[Begin]

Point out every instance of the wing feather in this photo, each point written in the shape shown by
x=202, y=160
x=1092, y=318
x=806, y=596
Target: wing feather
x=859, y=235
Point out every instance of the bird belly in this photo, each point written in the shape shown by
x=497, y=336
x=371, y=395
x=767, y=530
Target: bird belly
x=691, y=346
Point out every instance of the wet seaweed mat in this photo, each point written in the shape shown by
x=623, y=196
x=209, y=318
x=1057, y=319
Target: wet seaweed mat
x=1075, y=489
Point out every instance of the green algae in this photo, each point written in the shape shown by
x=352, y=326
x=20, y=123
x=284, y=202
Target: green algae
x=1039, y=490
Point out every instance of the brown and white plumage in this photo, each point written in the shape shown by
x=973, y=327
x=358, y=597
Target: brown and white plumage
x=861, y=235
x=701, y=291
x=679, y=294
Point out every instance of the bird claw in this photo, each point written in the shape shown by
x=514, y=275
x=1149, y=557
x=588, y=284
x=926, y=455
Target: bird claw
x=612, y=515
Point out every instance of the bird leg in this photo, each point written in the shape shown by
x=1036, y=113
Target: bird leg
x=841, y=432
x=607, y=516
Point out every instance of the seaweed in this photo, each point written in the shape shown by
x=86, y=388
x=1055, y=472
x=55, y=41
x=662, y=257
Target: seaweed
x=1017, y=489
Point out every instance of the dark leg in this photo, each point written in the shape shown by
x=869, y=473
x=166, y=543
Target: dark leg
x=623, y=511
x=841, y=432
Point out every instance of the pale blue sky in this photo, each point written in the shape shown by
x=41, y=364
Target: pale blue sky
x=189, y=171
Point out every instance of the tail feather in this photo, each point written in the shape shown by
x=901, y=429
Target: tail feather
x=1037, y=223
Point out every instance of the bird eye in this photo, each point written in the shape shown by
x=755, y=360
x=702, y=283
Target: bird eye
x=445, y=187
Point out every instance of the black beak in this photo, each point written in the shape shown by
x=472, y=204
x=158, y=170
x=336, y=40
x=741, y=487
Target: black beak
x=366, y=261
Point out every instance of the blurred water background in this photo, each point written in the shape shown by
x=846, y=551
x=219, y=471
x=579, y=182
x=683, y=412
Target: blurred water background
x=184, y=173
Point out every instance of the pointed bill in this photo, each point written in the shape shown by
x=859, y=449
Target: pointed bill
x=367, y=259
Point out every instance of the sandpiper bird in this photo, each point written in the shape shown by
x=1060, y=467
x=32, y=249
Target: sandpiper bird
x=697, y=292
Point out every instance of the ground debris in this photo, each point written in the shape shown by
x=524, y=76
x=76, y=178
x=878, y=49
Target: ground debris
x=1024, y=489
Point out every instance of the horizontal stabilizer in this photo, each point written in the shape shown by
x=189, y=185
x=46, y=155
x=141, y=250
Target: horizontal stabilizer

[End]

* Task requirements *
Convert every line above into a JSON array of strings, one string per line, omitting any blank lines.

* The solution *
[
  "Point out every instance of the wing feather in this photo, each point written in the shape shown by",
  "x=202, y=160",
  "x=1092, y=318",
  "x=806, y=596",
  "Target: wing feather",
  "x=859, y=235",
  "Point out every instance of the bird belly in this photo, each point written in the shape shown by",
  "x=497, y=336",
  "x=371, y=395",
  "x=767, y=530",
  "Target: bird belly",
  "x=691, y=346",
  "Point out every instance of the wet seaweed mat in this photo, each point written in the shape shown by",
  "x=623, y=196",
  "x=209, y=318",
  "x=1057, y=319",
  "Target: wet seaweed mat",
  "x=1075, y=489",
  "Point out every instance of the green algae in this photo, each point written in the shape shown by",
  "x=352, y=326",
  "x=20, y=123",
  "x=284, y=202",
  "Target: green algae",
  "x=1039, y=490",
  "Point out every instance of the brown and white plumage in this photo, each point written in the shape shown by",
  "x=973, y=327",
  "x=358, y=597",
  "Target: brown and white plumage",
  "x=861, y=235",
  "x=701, y=291",
  "x=679, y=294",
  "Point out every instance of the bird claw in this photo, each point written in the shape shown by",
  "x=514, y=275",
  "x=1149, y=557",
  "x=588, y=284",
  "x=926, y=455",
  "Target: bird claw",
  "x=612, y=515",
  "Point out every instance of the bird leg in this photo, each point written in the shape shown by",
  "x=1036, y=113",
  "Target: bird leg",
  "x=841, y=432",
  "x=607, y=516",
  "Point out every instance of the seaweed in this photo, each point written in the shape shown by",
  "x=86, y=388",
  "x=1055, y=472",
  "x=55, y=41",
  "x=662, y=257",
  "Target: seaweed",
  "x=1017, y=489",
  "Point out every instance of the dark leg in this photo, each point written in the shape shown by",
  "x=869, y=473",
  "x=166, y=543",
  "Target: dark leg",
  "x=623, y=511",
  "x=841, y=432",
  "Point out every instance of the pale blue sky in this photo, each point written in the shape shown by",
  "x=41, y=364",
  "Target: pale blue sky",
  "x=189, y=171",
  "Point out every instance of the tail feather in this photo, each point written in the shape shown by",
  "x=901, y=429",
  "Target: tail feather",
  "x=1037, y=223",
  "Point out every instance of the bird eye in this photo, each point written in the shape shown by",
  "x=755, y=360",
  "x=702, y=283",
  "Target: bird eye",
  "x=445, y=187",
  "Point out every instance of the black beak in this photo, each point written in the shape shown by",
  "x=472, y=204",
  "x=158, y=170",
  "x=336, y=40",
  "x=741, y=487",
  "Target: black beak",
  "x=366, y=261",
  "Point out every instance of the blurred water background in this photo, each point written in the shape shown by",
  "x=846, y=551",
  "x=219, y=471",
  "x=579, y=182",
  "x=683, y=412",
  "Target: blurred water background",
  "x=184, y=173",
  "Point out every instance of the pointed bill in this photo, each point written in the shape shown by",
  "x=859, y=449",
  "Target: pointed bill",
  "x=367, y=259",
  "Point out every instance of the sandpiper bird in this photo, each point written in the shape shown by",
  "x=1060, y=467",
  "x=32, y=249",
  "Target: sandpiper bird",
  "x=697, y=292",
  "Point out every instance of the ground debris in this photo, each point written in the shape shown by",
  "x=524, y=76",
  "x=76, y=178",
  "x=878, y=49",
  "Target: ground debris",
  "x=1024, y=489",
  "Point out every instance of the horizontal stabilizer in this photo, each point written in the shape shown by",
  "x=189, y=185",
  "x=46, y=155",
  "x=141, y=250",
  "Target: horizontal stabilizer"
]